#### Arbeitsanweisung
In welchen Zeilen der Einträge kommt das Wort „ceiling“ vor? Such sie heraus und schreib jede davon vollständig ab.

"""

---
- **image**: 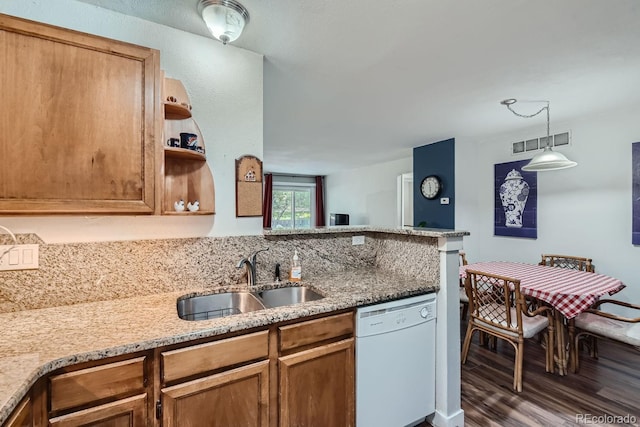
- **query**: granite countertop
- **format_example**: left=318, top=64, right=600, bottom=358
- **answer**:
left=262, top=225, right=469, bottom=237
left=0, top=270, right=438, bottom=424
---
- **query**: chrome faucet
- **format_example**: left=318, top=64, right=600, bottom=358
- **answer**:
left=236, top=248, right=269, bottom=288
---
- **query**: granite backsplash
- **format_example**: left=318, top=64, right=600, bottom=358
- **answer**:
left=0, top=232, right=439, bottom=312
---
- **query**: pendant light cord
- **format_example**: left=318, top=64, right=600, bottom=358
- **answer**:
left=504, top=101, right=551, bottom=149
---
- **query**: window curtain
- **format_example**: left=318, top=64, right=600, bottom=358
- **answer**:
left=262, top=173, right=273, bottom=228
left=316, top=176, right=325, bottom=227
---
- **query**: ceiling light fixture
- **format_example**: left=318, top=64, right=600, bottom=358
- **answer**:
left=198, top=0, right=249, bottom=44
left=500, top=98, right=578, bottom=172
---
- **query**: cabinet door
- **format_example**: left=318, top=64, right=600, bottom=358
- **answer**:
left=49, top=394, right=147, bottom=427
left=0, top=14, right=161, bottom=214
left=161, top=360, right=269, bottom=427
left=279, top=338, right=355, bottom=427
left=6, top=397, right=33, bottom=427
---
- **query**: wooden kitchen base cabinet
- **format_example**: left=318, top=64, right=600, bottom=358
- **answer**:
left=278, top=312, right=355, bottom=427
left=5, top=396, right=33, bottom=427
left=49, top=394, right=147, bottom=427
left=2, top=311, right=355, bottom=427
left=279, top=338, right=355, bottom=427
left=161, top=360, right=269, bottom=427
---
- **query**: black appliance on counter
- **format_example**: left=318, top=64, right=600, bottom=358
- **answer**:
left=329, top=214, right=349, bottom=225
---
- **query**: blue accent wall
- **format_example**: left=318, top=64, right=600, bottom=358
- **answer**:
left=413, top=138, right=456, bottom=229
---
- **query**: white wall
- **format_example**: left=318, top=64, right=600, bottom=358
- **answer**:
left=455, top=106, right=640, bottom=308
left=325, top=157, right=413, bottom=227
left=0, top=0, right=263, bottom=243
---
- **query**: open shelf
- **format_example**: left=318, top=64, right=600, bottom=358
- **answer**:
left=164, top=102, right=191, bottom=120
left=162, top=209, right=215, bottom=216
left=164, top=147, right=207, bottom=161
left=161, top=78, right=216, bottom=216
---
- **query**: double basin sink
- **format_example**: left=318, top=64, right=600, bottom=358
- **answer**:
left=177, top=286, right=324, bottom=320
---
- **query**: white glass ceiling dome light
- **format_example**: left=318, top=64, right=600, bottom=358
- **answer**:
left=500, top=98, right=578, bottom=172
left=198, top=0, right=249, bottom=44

"""

#### Lösung
- **query**: ceiling light fixture
- **query**: white glass ceiling dome light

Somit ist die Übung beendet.